**CONSIGNA**
Devuelve sin ningún cambio el fragmento del texto sobre las películas del festival que empieza con "Stopped on Track, de" y acaba con "por la tragedia.".

**TEXTO DE LECTURA**
La contundente cinta mexicana bien podría haber merecido el Premio a Mejor Nuevo Director, que recayó sin embargo en Eduardo Roy Jr., el autor de Baby Factory, película que transitaba entre la visión documental de uno de los hospitales con mayor número de alumbramientos diarios y la ficción que se desarrolla en torno al lugar y a los pacientes y enfermeros que lo transitan. Hospital, enfermedad, sanidad pública, temas recurrentes en un Festival que inevitablemente se sumerge en la realidad social de lo contemporáneo. No sólo Baby Factory se servía del tema para construir su ficción. Best intentions, la cinta rumana de Adrian Sitaru, jugaba con los puntos de vista y las idiosincrasias del paciente que se empeña en asumir más conocimiento que su propio médico. El humor que respiraba el filme supuso el único punto de fuga de la Sección, a la vez que su juego de cámaras/puntos de vista era una de las propuestas formales más sugerentes.
Stopped on Track, de Andreas Dresen, exploraba también la enfermedad a partir de un cáncer terminal, que supuso el reconocimiento al Mejor Actor. Home for the Weekend, del reconocido Hans-Christian Schmid, era la otra cinta alemana a concurso. Una reunión familiar en la que confluyen importantes momentos vitales de todos sus miembros, tenía en cambio mejores intenciones que resultados. Mae e Filha, de Petrus Cariry, enfocaba el encuentro familiar como una fábula. La familia como evocación poética de un espacio para la memoria, que permita el encuentro entre los muertos y los vivos. La coproducción Amnesty, de Bujar Alimani, centraba el contexto familiar en torno a la Albania del presente, marcada por la tragedia.

**MATERIAL MOSTRADO**
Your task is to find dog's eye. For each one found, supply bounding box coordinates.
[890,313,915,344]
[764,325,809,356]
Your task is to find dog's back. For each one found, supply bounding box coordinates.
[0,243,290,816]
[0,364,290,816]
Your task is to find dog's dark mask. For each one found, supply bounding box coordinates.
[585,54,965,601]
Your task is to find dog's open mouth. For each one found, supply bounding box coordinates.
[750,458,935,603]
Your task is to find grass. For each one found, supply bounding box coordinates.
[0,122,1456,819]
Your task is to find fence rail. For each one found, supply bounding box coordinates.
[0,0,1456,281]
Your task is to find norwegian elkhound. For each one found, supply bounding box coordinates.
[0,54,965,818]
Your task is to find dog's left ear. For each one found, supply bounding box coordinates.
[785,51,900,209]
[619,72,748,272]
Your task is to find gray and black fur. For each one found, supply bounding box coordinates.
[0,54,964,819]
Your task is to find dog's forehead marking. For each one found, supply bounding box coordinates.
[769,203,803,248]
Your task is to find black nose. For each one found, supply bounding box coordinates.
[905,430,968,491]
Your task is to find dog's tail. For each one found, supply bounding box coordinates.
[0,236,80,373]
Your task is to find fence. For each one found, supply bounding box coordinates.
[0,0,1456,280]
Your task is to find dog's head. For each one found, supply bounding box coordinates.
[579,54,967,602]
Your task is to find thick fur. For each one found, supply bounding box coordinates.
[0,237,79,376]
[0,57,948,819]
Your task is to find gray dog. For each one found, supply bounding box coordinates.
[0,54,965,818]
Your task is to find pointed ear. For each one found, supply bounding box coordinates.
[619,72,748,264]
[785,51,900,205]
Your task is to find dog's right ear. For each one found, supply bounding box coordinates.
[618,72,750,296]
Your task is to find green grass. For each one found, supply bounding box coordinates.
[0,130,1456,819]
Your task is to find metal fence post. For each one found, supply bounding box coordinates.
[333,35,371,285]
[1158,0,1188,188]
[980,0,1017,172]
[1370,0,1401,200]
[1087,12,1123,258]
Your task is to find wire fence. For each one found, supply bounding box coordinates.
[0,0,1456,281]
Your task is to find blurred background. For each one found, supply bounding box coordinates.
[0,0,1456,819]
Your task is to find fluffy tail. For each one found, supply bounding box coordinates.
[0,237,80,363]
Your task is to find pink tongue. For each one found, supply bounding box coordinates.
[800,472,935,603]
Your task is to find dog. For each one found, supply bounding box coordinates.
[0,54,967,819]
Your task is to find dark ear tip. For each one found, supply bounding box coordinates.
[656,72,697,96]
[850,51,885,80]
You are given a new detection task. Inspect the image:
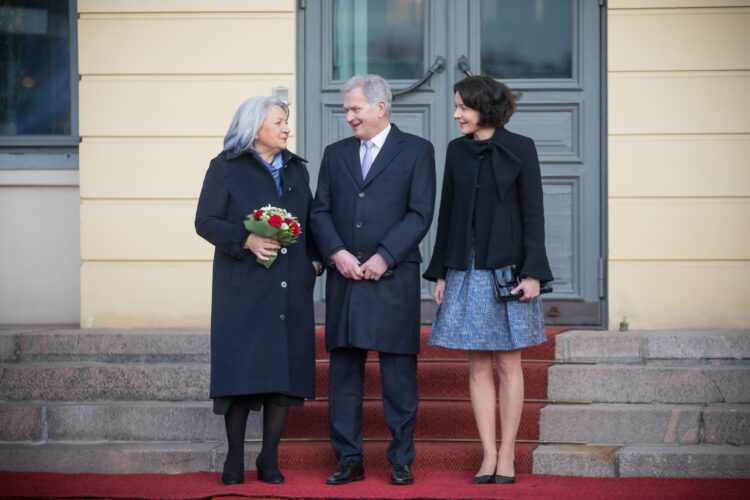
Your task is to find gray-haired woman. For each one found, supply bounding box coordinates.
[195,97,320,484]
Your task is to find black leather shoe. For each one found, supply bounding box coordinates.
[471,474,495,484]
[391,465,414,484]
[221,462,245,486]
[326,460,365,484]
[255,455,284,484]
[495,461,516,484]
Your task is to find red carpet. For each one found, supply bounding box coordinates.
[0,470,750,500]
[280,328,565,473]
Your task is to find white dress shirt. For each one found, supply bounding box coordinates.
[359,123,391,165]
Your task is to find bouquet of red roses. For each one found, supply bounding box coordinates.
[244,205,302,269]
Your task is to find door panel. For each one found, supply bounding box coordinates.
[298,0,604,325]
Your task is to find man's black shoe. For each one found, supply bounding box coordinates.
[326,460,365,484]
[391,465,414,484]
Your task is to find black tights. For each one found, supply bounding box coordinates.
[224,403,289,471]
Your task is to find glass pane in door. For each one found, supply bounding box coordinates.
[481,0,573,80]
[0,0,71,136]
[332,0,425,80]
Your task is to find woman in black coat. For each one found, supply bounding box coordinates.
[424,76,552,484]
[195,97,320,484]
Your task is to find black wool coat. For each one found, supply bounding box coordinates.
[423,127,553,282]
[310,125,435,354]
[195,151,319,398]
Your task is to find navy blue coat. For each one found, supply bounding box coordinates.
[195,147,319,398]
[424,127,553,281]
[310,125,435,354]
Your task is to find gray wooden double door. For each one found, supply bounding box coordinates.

--

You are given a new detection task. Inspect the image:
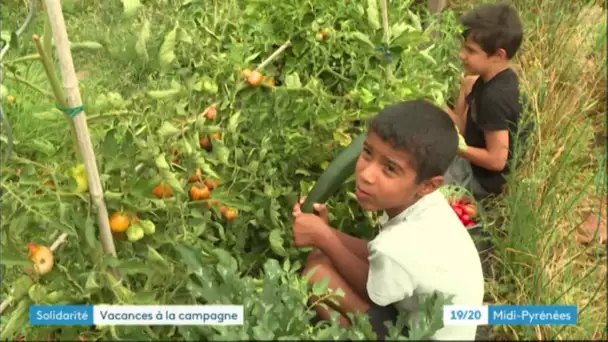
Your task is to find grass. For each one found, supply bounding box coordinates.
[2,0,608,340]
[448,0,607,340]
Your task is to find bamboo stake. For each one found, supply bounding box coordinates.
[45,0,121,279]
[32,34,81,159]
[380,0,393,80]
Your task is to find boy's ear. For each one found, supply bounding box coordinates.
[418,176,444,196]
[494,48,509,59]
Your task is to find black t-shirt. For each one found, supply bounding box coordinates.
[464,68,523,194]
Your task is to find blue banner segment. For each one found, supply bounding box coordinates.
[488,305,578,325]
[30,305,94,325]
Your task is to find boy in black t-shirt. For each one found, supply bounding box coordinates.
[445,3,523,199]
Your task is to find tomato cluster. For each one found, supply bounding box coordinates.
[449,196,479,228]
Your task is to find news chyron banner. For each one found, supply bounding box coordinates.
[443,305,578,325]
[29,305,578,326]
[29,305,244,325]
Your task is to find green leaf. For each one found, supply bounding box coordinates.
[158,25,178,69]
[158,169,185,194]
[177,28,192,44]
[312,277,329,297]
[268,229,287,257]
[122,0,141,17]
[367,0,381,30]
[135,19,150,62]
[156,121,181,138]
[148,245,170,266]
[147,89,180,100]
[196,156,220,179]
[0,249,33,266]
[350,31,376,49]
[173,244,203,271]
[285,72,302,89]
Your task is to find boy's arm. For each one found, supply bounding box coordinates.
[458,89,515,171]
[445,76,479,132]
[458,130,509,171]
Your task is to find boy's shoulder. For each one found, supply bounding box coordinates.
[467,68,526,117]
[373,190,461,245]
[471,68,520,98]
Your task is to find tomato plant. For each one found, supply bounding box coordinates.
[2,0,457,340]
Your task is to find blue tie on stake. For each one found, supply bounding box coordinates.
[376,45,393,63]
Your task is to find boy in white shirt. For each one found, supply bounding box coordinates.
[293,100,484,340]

**RESPUESTA**
Stopped on Track, de Andreas Dresen, exploraba también la enfermedad a partir de un cáncer terminal, que supuso el reconocimiento al Mejor Actor. Home for the Weekend, del reconocido Hans-Christian Schmid, era la otra cinta alemana a concurso. Una reunión familiar en la que confluyen importantes momentos vitales de todos sus miembros, tenía en cambio mejores intenciones que resultados. Mae e Filha, de Petrus Cariry, enfocaba el encuentro familiar como una fábula. La familia como evocación poética de un espacio para la memoria, que permita el encuentro entre los muertos y los vivos. La coproducción Amnesty, de Bujar Alimani, centraba el contexto familiar en torno a la Albania del presente, marcada por la tragedia.